#### [Set task]
Substitute "exercise" for "practice" throughout the lines below, leaving everything else unchanged.

#### [Exercise input]
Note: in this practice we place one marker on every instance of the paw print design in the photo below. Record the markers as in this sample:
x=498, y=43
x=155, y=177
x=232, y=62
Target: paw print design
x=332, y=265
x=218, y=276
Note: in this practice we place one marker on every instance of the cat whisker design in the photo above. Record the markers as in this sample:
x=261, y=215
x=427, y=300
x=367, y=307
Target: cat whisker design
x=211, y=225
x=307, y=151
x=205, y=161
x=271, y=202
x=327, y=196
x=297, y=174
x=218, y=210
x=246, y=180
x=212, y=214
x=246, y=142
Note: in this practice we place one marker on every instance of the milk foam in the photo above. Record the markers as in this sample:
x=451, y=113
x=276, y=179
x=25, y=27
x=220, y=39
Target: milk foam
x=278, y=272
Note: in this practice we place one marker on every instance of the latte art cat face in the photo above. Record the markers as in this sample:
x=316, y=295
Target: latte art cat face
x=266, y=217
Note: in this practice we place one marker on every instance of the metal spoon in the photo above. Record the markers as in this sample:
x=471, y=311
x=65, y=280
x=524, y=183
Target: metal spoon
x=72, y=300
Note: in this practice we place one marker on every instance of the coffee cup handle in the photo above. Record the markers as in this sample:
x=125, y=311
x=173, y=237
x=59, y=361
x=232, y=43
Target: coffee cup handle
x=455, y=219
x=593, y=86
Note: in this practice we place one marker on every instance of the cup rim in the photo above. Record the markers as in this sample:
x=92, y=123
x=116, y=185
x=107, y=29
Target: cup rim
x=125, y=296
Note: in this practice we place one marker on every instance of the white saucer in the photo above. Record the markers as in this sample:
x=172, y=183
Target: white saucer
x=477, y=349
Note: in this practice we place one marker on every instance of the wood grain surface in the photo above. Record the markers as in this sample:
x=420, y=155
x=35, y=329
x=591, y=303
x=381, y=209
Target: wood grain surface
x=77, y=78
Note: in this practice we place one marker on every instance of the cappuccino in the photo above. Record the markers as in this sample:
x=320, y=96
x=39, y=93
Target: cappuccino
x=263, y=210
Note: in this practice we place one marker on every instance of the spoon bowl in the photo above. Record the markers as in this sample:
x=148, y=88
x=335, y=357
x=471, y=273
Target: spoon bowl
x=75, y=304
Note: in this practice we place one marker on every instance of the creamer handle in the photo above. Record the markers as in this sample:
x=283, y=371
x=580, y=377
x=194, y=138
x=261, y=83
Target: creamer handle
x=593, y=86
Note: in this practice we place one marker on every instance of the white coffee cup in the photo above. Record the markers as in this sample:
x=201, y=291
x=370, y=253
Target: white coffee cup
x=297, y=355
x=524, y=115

#### [Expected answer]
Note: in this exercise we place one marker on every instance of the paw print design in the photo below. Record the markers as in this sample:
x=498, y=43
x=155, y=177
x=232, y=62
Target: paw print design
x=332, y=265
x=218, y=276
Note: in this exercise we place one marker on every instance of the cat whisker design in the photo above. Record the markers as in this sample:
x=261, y=215
x=427, y=300
x=367, y=307
Target: cat whisker design
x=211, y=225
x=307, y=151
x=205, y=161
x=271, y=202
x=327, y=196
x=297, y=174
x=218, y=210
x=246, y=180
x=212, y=214
x=246, y=142
Note: in this exercise we place one marker on every instance of the milk foam in the photo above. Record the markers as in this sample:
x=451, y=113
x=276, y=179
x=25, y=27
x=220, y=39
Target: milk foam
x=278, y=272
Note: in this exercise we place one marker on every instance of the latte art cat face in the photo above. Record the markers as in this sample:
x=316, y=295
Target: latte art cat face
x=266, y=217
Note: in this exercise we place one marker on every instance of the metal spoon in the photo above. Record the markers as in this sample:
x=471, y=311
x=65, y=280
x=524, y=183
Target: metal spoon
x=72, y=300
Note: in this exercise we place one marker on every instance of the coffee cup handle in the photo above. Record the markers as in this sample:
x=125, y=311
x=173, y=237
x=59, y=361
x=232, y=43
Target: coffee cup handle
x=455, y=219
x=593, y=86
Note: in this exercise we place one marker on every instance of the cup rim in the photo above. Record the markers as in this sample:
x=92, y=123
x=116, y=185
x=107, y=29
Target: cup rim
x=125, y=296
Note: in this exercise we place one marker on every instance of the white saucer in the photo above. Record the markers as in this sample:
x=172, y=183
Target: white saucer
x=477, y=349
Note: in this exercise we place one marker on every instance of the wood grain surface in the photo above. Record the markers as in this sample:
x=420, y=155
x=35, y=329
x=591, y=303
x=381, y=209
Target: wood grain surface
x=77, y=78
Note: in this exercise we place one marker on every instance of the cappuccino in the photo above. Record the markers as in this sample:
x=320, y=96
x=39, y=93
Target: cappuccino
x=263, y=210
Note: in this exercise we place one marker on every instance of the spoon bowl in the photo above. Record the markers as in this sample:
x=148, y=88
x=335, y=357
x=471, y=273
Target: spoon bowl
x=75, y=304
Note: in this exercise we place one marker on every instance of the creamer handle in the photo above. Record the markers as in this sample:
x=283, y=371
x=580, y=377
x=194, y=138
x=261, y=83
Target: creamer handle
x=593, y=86
Note: in this exercise we place one marker on every instance of the white coffee cup in the photo above. Record the markers as in this sample:
x=201, y=291
x=370, y=253
Target: white coffee cup
x=297, y=355
x=524, y=115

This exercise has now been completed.